[Data records]
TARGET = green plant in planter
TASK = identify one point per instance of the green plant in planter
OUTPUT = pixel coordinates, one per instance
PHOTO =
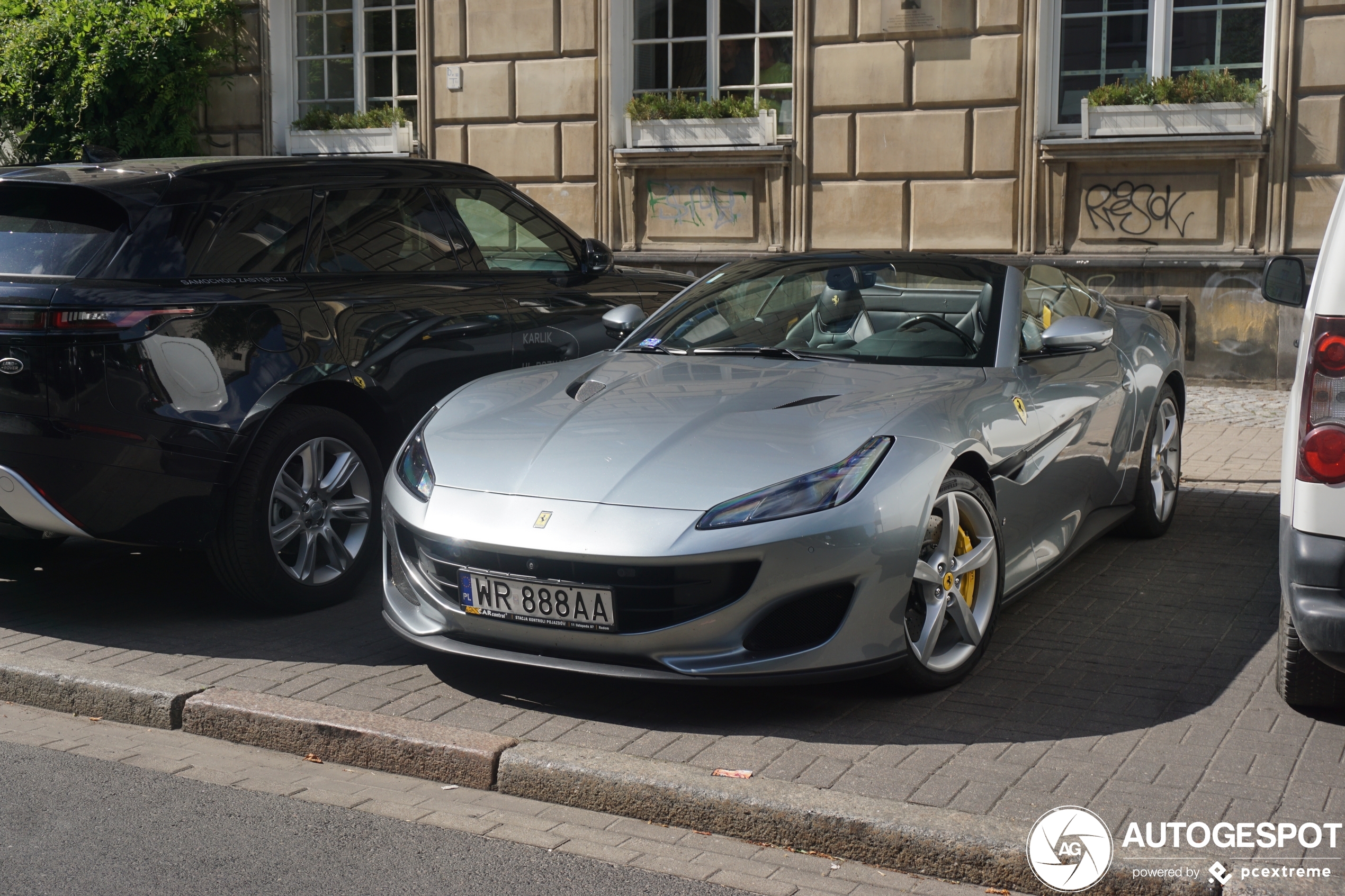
(127, 74)
(1187, 88)
(648, 106)
(327, 120)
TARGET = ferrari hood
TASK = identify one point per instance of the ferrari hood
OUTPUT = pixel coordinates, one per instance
(670, 432)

» Given task
Can you reproduce the rows verbatim, starting with the line that contains "TARGET = ferrari hood" and going on through the last line of the rows, with both ends included?

» In response
TARGET = ferrari hood
TASK = identify one point per instance of the ferrari hood
OUTPUT = pixel coordinates, one per instance
(670, 432)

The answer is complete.